**Study text**
▬▬▬
Plaintiff's argument that the action was marked off the trial calendar pursuant to CPLR 3404, and not dismissed for nonappearance of counsel pursuant 22 NYCRR 202.27, is improperly raised for the first time on appeal, and indeed is directly contrary to the position that plaintiff took before the motion court, and we decline to review it.

Plaintiff's motion to vacate his default and the resulting dismissal of the action pursuant to 22 NYCRR 202.27, and to restore the action to the trial calendar, was properly denied on the ground that he failed to show a meritorious cause of action (see Fink v Antell, 19 AD3d 215 [2005]). Plaintiff alleges that his decedent would have survived a heart attack had she been transported by defendant's Emergency Medical Service to a hospital closer to her home. The affidavit plaintiff submitted in support of his original motion to restore is inadequate. His affidavit does not address with the requisite specificity how the decision regarding the receiving hospital contributed to the decedent's death. The defects were not cured by the affidavit that plaintiff offered in support of his motion to renew, which merely restated the points of the original affidavit and was equally conclusory.

We reject plaintiff's argument that the motion court improperly considered an affidavit of merit submitted by defendant in its reply papers in support of its motion to vacate its default in opposing plaintiff's motion to restore. Concur—Buckley, P.J., Mazzarelli, Andrias, Friedman and Sweeny, JJ.
▬▬▬
**Data provided**
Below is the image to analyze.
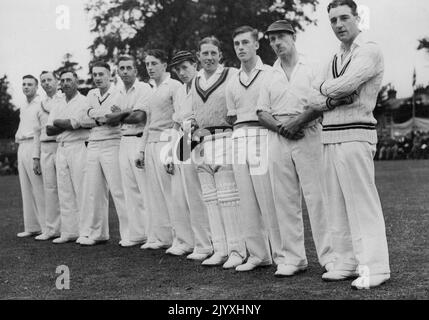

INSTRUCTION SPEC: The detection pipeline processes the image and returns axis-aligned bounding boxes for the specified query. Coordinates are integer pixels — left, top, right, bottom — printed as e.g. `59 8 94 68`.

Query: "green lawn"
0 161 429 299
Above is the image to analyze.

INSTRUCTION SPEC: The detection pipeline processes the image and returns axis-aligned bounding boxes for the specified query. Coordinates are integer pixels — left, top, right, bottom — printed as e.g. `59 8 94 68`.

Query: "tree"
0 75 19 139
86 0 318 76
54 53 82 75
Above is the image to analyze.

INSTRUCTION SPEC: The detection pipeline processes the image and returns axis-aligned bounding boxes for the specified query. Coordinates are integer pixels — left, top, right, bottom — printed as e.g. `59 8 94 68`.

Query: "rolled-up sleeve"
133 85 153 111
226 81 237 116
320 43 383 99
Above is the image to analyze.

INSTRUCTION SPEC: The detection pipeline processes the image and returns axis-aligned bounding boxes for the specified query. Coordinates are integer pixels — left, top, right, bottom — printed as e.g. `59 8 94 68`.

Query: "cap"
170 51 196 67
265 20 295 35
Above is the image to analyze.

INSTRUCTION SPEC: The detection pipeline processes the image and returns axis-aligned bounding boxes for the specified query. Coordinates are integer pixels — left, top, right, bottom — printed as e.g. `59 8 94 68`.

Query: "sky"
▬▬▬
**Exercise goal**
Name every justice listed as concurring in the court decision. The items have nothing to do with this work.

**Solved exercise**
Buckley, Mazzarelli, Andrias, Friedman, Sweeny